## Actions to take
(A) Summarize the comment on replacing fascia in exactly two sentences.
(B) According to the comment on replacing fascia, what is the joint technique with the 45-degree cut called?

## Exercise passage
You must be a part time magician. I have never seen that length of fascia separate from a house with the ease that you demonstrated. Ditto for me on priming and painting the replacement before installation.
Some additional info people should note before attempting: The 45 degree cut was probably made originally and he just matched it. Its a common joint technique (called a scarf joint) used when extending boards (often seen on interior trim as well). Also, to actually remove the board without removing the gutter, you will need an oscillating tool to cut thru the nails that attach the fascia to the rafter ends... and obviously remove the long gutter nails from front of the rotten board as well. This video also assumes the gutter is attached well enough on either side of the rotten board to remove just that board section... which might not be the case. It very well could be alot easier to remove the whole gutter completely first, BUT TO DO THAT you need to have a couple of people or a system to support the gutter as it will easily bend under it’s own weight when detached on one end.

## Data provided
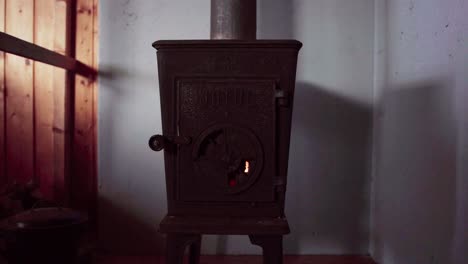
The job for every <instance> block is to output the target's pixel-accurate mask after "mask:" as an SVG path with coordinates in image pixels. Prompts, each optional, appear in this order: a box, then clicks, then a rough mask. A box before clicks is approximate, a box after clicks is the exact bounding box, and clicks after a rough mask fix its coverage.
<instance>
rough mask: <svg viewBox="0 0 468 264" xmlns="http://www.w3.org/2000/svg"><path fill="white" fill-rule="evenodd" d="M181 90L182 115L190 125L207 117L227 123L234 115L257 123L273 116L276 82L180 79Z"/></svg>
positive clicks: (204, 120) (273, 118) (263, 124)
mask: <svg viewBox="0 0 468 264" xmlns="http://www.w3.org/2000/svg"><path fill="white" fill-rule="evenodd" d="M178 90H179V111H180V112H179V117H180V118H182V119H184V122H183V123H184V124H185V125H187V126H190V125H195V126H198V125H200V124H203V123H204V121H207V120H218V121H221V120H222V121H223V122H224V121H225V120H230V119H232V118H233V116H235V117H236V118H238V119H241V120H246V121H251V122H252V123H253V124H252V125H258V126H265V125H266V123H268V122H269V121H271V119H272V118H273V119H274V113H275V112H274V107H275V106H274V96H275V95H274V92H275V85H274V82H273V81H265V80H261V81H255V80H244V81H221V80H181V81H180V82H179V89H178ZM187 119H191V120H192V121H193V122H191V121H190V120H187ZM192 129H199V128H198V127H192Z"/></svg>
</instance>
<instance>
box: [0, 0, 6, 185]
mask: <svg viewBox="0 0 468 264" xmlns="http://www.w3.org/2000/svg"><path fill="white" fill-rule="evenodd" d="M0 31H5V0H0ZM5 143H6V142H5V55H4V54H3V52H1V51H0V187H1V186H3V185H5V183H6V182H7V177H6V167H5V162H6V160H5V151H6V145H5Z"/></svg>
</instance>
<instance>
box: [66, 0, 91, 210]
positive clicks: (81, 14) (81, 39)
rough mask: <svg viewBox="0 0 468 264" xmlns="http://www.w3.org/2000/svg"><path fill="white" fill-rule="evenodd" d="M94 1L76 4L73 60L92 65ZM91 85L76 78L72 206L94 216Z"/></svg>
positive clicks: (79, 1) (73, 135) (84, 81)
mask: <svg viewBox="0 0 468 264" xmlns="http://www.w3.org/2000/svg"><path fill="white" fill-rule="evenodd" d="M93 4H94V1H93V0H77V5H76V43H75V45H76V46H75V49H76V50H75V57H76V59H77V60H79V61H81V62H83V63H84V64H86V65H89V66H92V65H93V61H94V60H93V50H94V47H93V45H94V40H93V30H94V22H93V21H94V14H93V13H94V9H93ZM94 88H95V87H94V82H93V81H92V80H90V79H87V78H84V77H82V76H75V101H74V104H75V110H74V111H75V112H74V131H73V169H72V171H73V176H72V178H71V185H72V190H71V192H72V205H73V206H74V207H76V208H78V209H82V210H88V211H89V213H90V217H91V218H92V219H93V218H95V216H96V211H95V210H96V207H95V206H96V175H95V145H94V144H95V142H94V137H95V135H94V131H95V124H94V121H95V119H94V102H93V101H94Z"/></svg>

## Answer section
(A) The comment praises how easily a length of fascia was separated from a house and agrees with priming and painting the replacement before installation. It notes that the 45-degree cut is a common joint called a scarf joint, that removing the board without removing the gutter requires an oscillating tool to cut through the nails into the rafter ends, and that removing the whole gutter first may be easier but needs a couple of people or a system to support it so it does not bend under its own weight.

(B) It is called a scarf joint.